EXERCÍCIO:
Copie sem mudar nada o trecho do texto sobre violência de gênero que vai de “Passei alguns anos” até “obter provas materiais.”.

TEXTO SELECIONADO:
========
São manifestações extremas da desigualdade nas relações de poder entre homens e mulheres que obrigam estas a permanecer numa posição subalterna, sempre falando em voz baixa e se acovardando. O espectro de toda a violência de gênero também inclui (sem se limitar a): assédio sexual, violência doméstica, exploração sexual, violação dos direitos reprodutivos, assassinato em defesa da “honra” e estupro. Para não falar em todas as ameaças e abusos de poder que ferem as mulheres fisicamente, sexualmente, economicamente e psicologicamente.

E qual é a única resposta aceitável diante desses atos de violência? Ser respeitosa com os agressores e manter a boca fechada, é claro. Não importa que talvez tenhamos que carregar este fardo pelo resto da vida, marcado em nossa consciência e guardado na tensão de nossos ombros e pescoços. A possibilidade de recuperação de uma mulher após uma experiência traumática não é a preocupação principal. O importante é ter consideração pela responsabilidade de proteger os homens de acusações injustas, mantendo a discrição.

Passei alguns anos envolvida num relacionamento de abuso psicológico que me deixou defensiva e encolhida. Depois que a relação chegou ao fim, sempre que decidia falar ou escrever a respeito do que tinha vivido, ainda que nos termos mais vagos, eu era alvo de uma reação coordenada, uma tentativa de me silenciar que me empurrava cada vez mais para o domínio da mulher histérica, exagerada, ressentida. Em muitos casos, nada é mais fácil que condenar a mulher a um limbo social e profissional. Quanto maior o poder dos abusadores, menos as pessoas acreditam nas vítimas, e maior a dificuldade de se obter provas materiais.
========
[Itens de um conjunto de dados]
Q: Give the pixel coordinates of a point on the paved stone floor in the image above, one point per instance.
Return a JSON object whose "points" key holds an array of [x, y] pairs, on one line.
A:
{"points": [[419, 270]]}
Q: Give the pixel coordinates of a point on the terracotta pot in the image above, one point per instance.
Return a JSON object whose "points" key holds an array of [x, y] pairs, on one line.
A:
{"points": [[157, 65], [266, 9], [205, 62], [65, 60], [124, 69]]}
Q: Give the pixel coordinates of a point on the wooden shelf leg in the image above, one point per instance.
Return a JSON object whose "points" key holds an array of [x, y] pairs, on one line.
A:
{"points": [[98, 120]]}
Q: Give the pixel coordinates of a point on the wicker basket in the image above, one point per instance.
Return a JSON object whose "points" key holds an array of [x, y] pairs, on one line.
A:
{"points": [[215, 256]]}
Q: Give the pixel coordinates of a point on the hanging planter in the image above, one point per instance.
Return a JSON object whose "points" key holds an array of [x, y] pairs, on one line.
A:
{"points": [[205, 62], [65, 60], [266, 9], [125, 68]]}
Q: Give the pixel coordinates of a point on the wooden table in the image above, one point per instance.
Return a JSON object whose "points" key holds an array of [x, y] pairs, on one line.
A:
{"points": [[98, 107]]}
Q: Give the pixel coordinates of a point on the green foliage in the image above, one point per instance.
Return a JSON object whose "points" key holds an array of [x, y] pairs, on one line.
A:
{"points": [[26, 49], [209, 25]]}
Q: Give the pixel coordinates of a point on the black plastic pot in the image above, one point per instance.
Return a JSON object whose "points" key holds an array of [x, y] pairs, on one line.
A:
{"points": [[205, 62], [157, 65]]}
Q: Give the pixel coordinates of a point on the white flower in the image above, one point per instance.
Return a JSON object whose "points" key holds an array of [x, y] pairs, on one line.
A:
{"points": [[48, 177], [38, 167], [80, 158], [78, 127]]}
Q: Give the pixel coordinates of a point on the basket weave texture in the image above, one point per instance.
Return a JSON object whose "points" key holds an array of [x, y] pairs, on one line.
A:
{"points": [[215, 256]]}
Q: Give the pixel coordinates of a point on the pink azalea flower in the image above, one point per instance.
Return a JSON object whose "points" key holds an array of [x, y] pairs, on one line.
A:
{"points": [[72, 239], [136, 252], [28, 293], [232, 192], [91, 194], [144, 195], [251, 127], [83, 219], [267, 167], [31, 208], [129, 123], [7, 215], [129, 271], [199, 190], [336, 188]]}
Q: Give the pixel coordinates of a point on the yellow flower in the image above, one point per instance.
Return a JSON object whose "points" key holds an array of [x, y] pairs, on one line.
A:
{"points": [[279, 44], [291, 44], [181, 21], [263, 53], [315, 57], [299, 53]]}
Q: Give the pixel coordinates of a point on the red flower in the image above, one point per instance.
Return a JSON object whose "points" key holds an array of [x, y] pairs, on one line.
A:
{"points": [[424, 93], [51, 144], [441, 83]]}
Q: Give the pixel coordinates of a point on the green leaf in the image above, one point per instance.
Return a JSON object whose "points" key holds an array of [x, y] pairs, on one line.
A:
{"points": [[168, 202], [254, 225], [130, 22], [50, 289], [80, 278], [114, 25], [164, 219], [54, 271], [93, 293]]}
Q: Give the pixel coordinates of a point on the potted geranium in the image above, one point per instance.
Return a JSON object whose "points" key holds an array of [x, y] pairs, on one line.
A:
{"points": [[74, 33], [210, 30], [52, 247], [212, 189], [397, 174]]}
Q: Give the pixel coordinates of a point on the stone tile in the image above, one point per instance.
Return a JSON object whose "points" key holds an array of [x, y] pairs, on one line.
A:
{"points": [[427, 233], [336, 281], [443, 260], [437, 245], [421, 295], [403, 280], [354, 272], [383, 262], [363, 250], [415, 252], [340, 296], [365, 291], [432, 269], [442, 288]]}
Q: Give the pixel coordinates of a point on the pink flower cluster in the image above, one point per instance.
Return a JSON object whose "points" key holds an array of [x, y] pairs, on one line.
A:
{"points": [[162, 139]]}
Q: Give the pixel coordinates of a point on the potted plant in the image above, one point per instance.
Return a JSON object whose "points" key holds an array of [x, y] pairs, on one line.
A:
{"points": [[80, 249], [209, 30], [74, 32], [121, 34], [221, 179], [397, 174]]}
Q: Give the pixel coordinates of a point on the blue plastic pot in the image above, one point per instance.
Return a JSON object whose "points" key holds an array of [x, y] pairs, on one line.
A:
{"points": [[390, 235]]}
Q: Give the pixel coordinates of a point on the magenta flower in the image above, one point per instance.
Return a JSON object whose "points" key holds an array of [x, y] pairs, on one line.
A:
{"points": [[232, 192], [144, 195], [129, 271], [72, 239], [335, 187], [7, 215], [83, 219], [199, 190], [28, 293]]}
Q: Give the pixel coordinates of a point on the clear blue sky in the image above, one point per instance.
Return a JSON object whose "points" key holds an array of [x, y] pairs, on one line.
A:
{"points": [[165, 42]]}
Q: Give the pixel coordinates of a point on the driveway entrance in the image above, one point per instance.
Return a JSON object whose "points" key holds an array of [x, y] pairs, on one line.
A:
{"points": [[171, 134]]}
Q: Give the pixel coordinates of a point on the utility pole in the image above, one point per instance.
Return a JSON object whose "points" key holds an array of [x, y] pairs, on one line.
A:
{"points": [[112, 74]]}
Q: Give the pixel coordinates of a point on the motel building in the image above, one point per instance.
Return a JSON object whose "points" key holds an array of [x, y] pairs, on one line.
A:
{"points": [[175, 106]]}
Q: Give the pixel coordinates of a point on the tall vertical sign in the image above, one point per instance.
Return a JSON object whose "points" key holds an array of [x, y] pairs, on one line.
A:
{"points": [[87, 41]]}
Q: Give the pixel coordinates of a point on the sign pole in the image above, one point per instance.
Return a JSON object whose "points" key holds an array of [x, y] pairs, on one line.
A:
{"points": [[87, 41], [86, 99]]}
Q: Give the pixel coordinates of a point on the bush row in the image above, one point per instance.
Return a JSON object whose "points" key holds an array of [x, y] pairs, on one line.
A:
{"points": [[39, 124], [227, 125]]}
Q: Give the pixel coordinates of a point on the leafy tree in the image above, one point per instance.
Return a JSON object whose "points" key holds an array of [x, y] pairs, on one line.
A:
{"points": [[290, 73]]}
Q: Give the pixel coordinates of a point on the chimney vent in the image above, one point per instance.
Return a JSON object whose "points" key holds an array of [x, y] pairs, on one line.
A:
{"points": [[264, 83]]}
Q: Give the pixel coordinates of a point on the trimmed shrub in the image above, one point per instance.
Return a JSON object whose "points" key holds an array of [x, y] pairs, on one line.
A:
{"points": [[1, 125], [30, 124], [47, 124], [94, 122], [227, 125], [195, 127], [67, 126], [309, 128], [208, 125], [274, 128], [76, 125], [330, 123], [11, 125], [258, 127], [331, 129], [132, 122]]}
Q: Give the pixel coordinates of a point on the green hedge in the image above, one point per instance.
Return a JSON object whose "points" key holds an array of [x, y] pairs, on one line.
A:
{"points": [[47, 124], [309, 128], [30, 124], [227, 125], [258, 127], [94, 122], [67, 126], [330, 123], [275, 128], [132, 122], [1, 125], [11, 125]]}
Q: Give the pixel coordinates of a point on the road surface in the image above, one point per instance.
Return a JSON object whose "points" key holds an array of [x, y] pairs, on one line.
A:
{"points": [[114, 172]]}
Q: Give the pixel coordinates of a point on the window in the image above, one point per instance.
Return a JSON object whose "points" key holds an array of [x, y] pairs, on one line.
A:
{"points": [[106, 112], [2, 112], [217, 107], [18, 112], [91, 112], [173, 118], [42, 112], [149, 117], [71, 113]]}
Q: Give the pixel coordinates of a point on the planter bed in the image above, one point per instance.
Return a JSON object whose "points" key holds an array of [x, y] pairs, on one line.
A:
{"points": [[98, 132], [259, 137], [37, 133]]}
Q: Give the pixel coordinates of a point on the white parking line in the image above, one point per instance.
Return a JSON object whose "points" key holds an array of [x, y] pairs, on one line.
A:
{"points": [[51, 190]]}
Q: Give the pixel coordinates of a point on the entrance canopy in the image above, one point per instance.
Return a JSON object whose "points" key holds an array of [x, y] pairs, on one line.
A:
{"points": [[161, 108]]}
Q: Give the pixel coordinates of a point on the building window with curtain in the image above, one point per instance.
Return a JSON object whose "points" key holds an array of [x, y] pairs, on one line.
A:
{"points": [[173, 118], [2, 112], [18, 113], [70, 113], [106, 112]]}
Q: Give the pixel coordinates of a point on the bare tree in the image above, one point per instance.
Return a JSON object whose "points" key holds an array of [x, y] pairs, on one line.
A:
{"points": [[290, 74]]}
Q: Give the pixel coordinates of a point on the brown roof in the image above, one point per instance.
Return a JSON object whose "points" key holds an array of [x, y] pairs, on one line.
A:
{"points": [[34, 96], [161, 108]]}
========
EXERCÍCIO RESOLVIDO:
Passei alguns anos envolvida num relacionamento de abuso psicológico que me deixou defensiva e encolhida. Depois que a relação chegou ao fim, sempre que decidia falar ou escrever a respeito do que tinha vivido, ainda que nos termos mais vagos, eu era alvo de uma reação coordenada, uma tentativa de me silenciar que me empurrava cada vez mais para o domínio da mulher histérica, exagerada, ressentida. Em muitos casos, nada é mais fácil que condenar a mulher a um limbo social e profissional. Quanto maior o poder dos abusadores, menos as pessoas acreditam nas vítimas, e maior a dificuldade de se obter provas materiais.